Aim of the task:
Omitting any pictures, transcribe the entries below exactly.

Supplied material:

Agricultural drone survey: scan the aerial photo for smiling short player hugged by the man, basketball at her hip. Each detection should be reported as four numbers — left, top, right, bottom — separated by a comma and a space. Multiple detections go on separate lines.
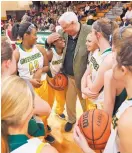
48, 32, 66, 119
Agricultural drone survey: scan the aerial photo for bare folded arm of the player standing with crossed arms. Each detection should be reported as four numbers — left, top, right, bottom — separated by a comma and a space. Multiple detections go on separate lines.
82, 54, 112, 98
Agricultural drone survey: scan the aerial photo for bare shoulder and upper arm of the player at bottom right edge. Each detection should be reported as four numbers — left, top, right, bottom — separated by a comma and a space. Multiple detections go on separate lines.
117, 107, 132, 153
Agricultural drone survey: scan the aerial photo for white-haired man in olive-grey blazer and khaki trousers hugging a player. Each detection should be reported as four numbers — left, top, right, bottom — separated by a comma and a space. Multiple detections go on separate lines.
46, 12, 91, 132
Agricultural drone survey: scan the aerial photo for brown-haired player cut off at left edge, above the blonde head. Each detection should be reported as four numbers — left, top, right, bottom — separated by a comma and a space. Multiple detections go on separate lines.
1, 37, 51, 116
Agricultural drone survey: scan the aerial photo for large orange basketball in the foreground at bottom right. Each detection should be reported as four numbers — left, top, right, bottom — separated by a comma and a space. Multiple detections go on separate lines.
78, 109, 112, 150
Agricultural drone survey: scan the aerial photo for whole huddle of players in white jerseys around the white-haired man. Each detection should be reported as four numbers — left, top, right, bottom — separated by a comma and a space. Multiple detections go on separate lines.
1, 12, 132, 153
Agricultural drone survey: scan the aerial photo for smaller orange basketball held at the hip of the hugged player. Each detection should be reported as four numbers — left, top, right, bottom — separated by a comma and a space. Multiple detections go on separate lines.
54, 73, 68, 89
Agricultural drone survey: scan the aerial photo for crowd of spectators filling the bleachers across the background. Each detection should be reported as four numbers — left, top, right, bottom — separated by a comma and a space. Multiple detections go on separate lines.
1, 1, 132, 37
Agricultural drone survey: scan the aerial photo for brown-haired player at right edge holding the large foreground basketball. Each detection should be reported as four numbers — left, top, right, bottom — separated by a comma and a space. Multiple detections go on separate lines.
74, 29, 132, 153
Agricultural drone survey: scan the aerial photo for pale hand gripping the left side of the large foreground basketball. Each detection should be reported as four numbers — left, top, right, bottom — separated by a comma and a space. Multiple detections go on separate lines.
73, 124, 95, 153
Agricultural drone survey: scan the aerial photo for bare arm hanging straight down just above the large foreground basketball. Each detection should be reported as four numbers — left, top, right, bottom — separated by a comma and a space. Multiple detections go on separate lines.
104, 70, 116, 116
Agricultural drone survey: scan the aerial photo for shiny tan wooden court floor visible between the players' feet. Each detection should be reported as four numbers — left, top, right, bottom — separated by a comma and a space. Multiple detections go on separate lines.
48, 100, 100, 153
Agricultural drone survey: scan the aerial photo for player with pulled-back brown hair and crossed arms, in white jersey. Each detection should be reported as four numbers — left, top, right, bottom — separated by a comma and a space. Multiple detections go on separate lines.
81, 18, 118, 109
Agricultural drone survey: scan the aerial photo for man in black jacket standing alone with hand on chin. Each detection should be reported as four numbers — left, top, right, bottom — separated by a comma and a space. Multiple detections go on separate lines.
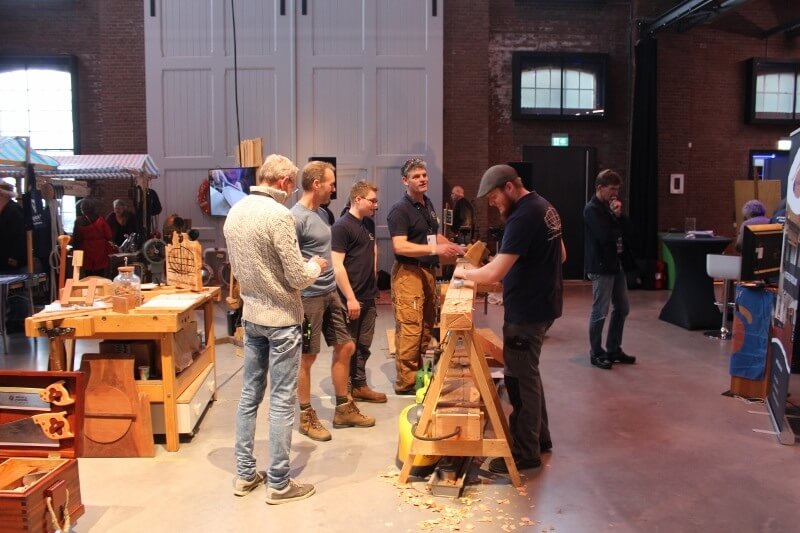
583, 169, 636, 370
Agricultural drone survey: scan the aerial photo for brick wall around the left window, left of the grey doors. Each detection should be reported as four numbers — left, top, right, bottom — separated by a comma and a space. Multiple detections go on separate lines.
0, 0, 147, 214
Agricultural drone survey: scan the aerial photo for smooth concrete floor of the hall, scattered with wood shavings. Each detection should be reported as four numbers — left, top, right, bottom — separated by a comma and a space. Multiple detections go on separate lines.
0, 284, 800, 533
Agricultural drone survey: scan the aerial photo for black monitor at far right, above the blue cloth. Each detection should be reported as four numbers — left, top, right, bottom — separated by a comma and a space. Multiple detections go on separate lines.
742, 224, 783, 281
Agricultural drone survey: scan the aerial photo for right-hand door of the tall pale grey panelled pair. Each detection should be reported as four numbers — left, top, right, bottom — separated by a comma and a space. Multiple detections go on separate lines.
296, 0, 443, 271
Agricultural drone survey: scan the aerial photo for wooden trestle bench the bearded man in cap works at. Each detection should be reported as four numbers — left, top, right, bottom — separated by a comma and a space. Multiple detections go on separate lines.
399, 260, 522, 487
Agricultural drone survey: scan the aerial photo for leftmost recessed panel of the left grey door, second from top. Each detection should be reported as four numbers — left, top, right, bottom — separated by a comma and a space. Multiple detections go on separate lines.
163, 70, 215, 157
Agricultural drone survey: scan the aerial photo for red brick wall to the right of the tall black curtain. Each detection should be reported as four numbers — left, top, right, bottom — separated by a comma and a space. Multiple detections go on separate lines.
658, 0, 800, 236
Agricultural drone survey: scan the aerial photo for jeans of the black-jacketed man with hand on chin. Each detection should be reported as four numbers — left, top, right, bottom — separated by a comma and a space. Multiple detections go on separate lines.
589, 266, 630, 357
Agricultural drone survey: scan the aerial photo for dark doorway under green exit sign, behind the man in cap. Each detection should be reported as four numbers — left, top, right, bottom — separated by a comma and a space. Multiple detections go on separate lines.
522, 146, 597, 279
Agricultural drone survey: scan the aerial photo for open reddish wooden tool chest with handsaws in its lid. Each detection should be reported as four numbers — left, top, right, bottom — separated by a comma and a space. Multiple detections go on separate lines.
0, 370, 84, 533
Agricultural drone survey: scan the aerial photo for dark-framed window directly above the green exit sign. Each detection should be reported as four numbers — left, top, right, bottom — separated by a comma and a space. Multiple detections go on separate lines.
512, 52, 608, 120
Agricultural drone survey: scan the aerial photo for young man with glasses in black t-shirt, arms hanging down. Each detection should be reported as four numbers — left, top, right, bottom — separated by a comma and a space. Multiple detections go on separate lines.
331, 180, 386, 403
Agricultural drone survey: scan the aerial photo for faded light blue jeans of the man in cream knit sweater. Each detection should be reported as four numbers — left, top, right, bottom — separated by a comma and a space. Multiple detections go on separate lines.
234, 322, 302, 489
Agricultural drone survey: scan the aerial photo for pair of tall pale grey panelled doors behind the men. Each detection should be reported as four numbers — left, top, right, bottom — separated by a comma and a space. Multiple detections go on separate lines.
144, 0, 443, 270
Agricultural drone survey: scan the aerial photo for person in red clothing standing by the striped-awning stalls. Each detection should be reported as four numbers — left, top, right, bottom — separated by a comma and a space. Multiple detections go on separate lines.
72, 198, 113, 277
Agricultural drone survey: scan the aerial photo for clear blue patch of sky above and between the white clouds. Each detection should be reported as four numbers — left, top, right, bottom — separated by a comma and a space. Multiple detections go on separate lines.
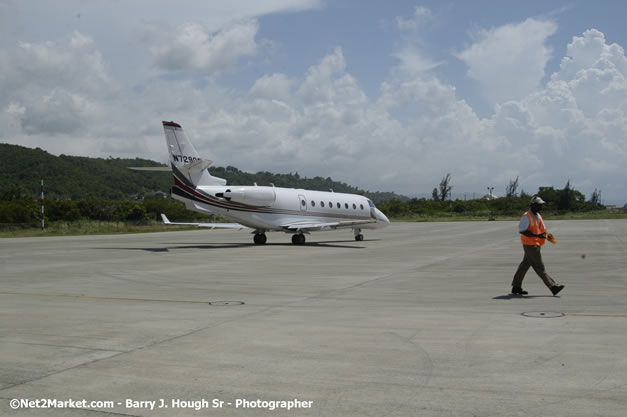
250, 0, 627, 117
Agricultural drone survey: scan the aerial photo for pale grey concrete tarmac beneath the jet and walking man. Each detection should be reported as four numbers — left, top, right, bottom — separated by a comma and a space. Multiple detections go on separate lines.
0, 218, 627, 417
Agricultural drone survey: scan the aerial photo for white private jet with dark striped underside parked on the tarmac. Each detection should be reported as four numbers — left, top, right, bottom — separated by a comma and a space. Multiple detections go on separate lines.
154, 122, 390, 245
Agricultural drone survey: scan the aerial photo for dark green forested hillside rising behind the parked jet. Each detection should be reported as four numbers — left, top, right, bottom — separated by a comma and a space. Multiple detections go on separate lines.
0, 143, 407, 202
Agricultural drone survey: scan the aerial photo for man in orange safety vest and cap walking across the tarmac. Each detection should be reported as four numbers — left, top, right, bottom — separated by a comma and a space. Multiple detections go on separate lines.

Written response:
Agricultural drone survey: scan the aerial photo for smiling short player hugged by the man, basketball at her hip. Each detection should be reported as four numbers — left, top, right, bottom — separated by a comma and a space. Multiple detections go on separate lines.
48, 32, 66, 119
Agricultural drone survey: scan the aerial photo for bare folded arm of the player standing with crossed arms. Each detection should be reported as four numbers — left, top, right, bottom — separated by a comma and a space. Multiple detections go on separate lines.
82, 54, 112, 98
Agricultural drone survey: scan the aerial photo for bare shoulder and upper arm of the player at bottom right edge. Each detection should be reported as four numbers — left, top, right, bottom — separated by a comma and a space. Multiple detections go on separate lines.
117, 107, 132, 153
Agricultural drone survey: scan the aerial photo for white-haired man in olive-grey blazer and khaki trousers hugging a player. Each detection should be reported as four numbers — left, top, right, bottom — separated by a comma and a space. Multiple detections go on separate lines.
46, 12, 91, 132
Agricultural drone survey: scan the aerial photo for brown-haired player cut off at left edge, above the blonde head. Each detection should be reported as four numbers — left, top, right, bottom — separated by a comma and a space. Multiple detections go on separate lines.
1, 37, 51, 116
Agricultural drone survey: scan the aerial photo for large orange basketball in the foreground at bottom right. Each detection should be reported as four numbers — left, top, right, bottom — separated by a comma and a space. Multiple detections go on separate lines.
78, 109, 112, 150
Agricultural drone survey: scan the aerial photo for whole huddle of players in white jerseys around the white-haired man. Each detection should be reported as four numbers — left, top, right, bottom — separated by a comma and a space. Multiple detections go on separate lines.
1, 12, 132, 153
Agricultural drone survey: scan the aerial photo for smaller orange basketball held at the hip of the hugged player. Each detection should be reported as four numbers — left, top, right, bottom — separated by a comma and a space. Multiple detections go on separate lines.
54, 73, 68, 89
Agricultural drone survey: scan the aerial photo for crowd of spectators filling the bleachers across the background. Each detection should be reported as four numbers — left, top, right, bottom — separated by a comma and a space. Multiple detections go on separate lines.
1, 1, 132, 37
Agricultural drone survey: scan the aerial photo for brown-haired player at right edge holding the large foreground basketball. Each detection should be reported as four numbers — left, top, right, bottom — separated by a comma and a space. Multiple detections go on separate lines.
74, 29, 132, 153
Agricultural drone survey: scan the aerial photo for pale hand gripping the left side of the large foreground basketball. Each detection should be reported as four numbers — left, top, right, bottom — separated by a comma and a space. Multiple detections go on separate lines.
73, 124, 95, 153
Agricultural drone survey: scan the aerial photo for bare arm hanging straight down just above the large foreground basketball. Each detection should be reported as four numbers — left, top, right, bottom — separated by a comma and a space. Multiple detections go on separate lines.
104, 70, 116, 116
Agricultural drone survey: scan the aerial photo for shiny tan wooden court floor visible between the players' feet. Each detection should be reported as four numbers — left, top, right, bottom — separated by a comma and a space. Multiple detections go on separate lines.
48, 100, 100, 153
Agricultural drone survey: scan the aerial photo for player with pulled-back brown hair and crossed arms, in white jersey. Each detection should be reported as four numbers — left, top, right, bottom — separated by a comma and a space. Multiple detections go on separate lines.
81, 18, 118, 109
Agricultural drone survey: scan the aerial photo for man in black jacket standing alone with hand on chin. Each detection should be reported as four numbers — left, top, right, bottom — separated by a comma and a space. Multiple detections go on separate lines.
583, 169, 636, 370
Agricultural drone survey: scan the aerial photo for brick wall around the left window, left of the grey doors. Each detection should be reported as four numbers — left, top, right, bottom — separated by a comma and a space. Multiple detections go on separate lines.
0, 0, 147, 214
Agricultural drone survey: scan the aerial photo for smooth concrete floor of the hall, scattered with wood shavings. Each detection should be reported as four numbers — left, top, right, bottom — separated by a comma and a space. Multiple detections go on separate lines.
0, 284, 800, 533
Agricultural drone survey: scan the aerial photo for black monitor at far right, above the blue cloth. Each detection should be reported as four numbers — left, top, right, bottom — separated by a comma and a space. Multiple detections go on separate lines.
742, 224, 783, 281
Agricultural drone survey: scan the aerial photo for right-hand door of the tall pale grey panelled pair. Each detection should be reported as four numbers — left, top, right, bottom — separated by a comma and a space. Multiple detections go on separate lines.
296, 0, 443, 271
Agricultural drone survey: scan the aerial photo for wooden trestle bench the bearded man in cap works at. Each detection should be reported as four numbers — left, top, right, bottom — separated by a comma and a space. Multiple detections go on separate lines.
399, 260, 522, 487
Agricultural drone survey: scan the aerial photo for leftmost recessed panel of the left grey door, second from top. Each detection should be reported as four numbers — left, top, right, bottom — separated by a comma and a space. Multiple detections go on separate lines.
163, 70, 215, 157
Agricultural drone survey: scan the aerial photo for red brick wall to the right of the tall black curtain. Each detection should be reported as four numbers — left, top, right, bottom — separated by a comma and a space. Multiple detections go on separate lines.
658, 0, 800, 236
Agricultural drone survey: scan the aerial photo for jeans of the black-jacketed man with hand on chin. Each detection should be reported as four numbers — left, top, right, bottom — separated by a comma and a space. Multiple detections go on separate lines.
589, 266, 630, 357
Agricultural drone survey: scan the aerial photo for dark doorway under green exit sign, behind the man in cap. Each detection should be reported as four numbers — left, top, right, bottom — separated by a comma and a space. Multiple detections go on separate lines.
522, 146, 597, 279
Agricultural drone survey: scan the aerial photo for open reddish wooden tool chest with handsaws in its lid. Each detection should be reported as four numbers — left, top, right, bottom — separated by a comma and a space. Multiple detections go on separate lines.
0, 370, 84, 533
Agricultural drone survey: scan the aerial photo for dark-framed window directly above the green exit sign. Each detection should be reported as four numbers — left, top, right, bottom — separated by a comma and a space. Multiple detections go on separate lines.
512, 52, 608, 120
Agricultural drone survey: scan the aerial photo for young man with glasses in black t-shirt, arms hanging down. Each detection should be reported as four numbers — left, top, right, bottom — separated by a comma and a space. Multiple detections go on separate lines.
331, 180, 386, 403
Agricultural drone survey: scan the aerial photo for faded light blue jeans of the man in cream knit sweater. Each detection should be reported as four numbers — left, top, right, bottom — separated by a comma and a space. Multiple detections go on separate lines.
234, 322, 302, 489
Agricultural drone survey: scan the aerial photo for pair of tall pale grey panelled doors behind the men. Each detection should be reported as four numbers — left, top, right, bottom — separated by a comma and a space. Multiple detections go on separate lines.
144, 0, 443, 270
Agricultural drone survey: scan the aerial photo for person in red clothing standing by the striped-awning stalls. Each detection should be reported as four numbers — left, top, right, bottom — separated by a comma and a space. Multiple detections go on separate lines.
72, 198, 113, 277
Agricultural drone survey: scan the aerial photo for clear blue patch of sky above and between the white clouds. Each detection should be reported as four numbers — left, top, right, bottom — separated by a comma and a space. Multiple detections go on separate lines.
250, 0, 627, 117
Agricultural drone survey: scan the aerial photo for pale grey concrete tarmac beneath the jet and walking man. Each detection should be reported as four numbers — left, top, right, bottom — separated by a comma and a space. Multiple detections go on separate lines.
0, 218, 627, 417
Agricultural drone survey: scan the aerial photo for white private jet with dark striped underside parked on the tarmac. Each detection should be reported as four numbers — left, top, right, bottom — separated by a comma and a space. Multiple detections go on separate lines.
154, 122, 390, 245
Agricultural drone survey: scan the aerial photo for dark green forested hillside rising behind the parked jet. Each detection should be reported as four numbers — left, top, right, bottom — separated by a comma and a space. Multiple detections go on separate lines.
0, 143, 407, 202
Agricultural drone survey: scan the aerial photo for man in orange safety vest and cap walking across the tarmac. Each detection should be reported as four numbers — left, top, right, bottom — separated by a comma and a space. Multiple detections go on separate lines.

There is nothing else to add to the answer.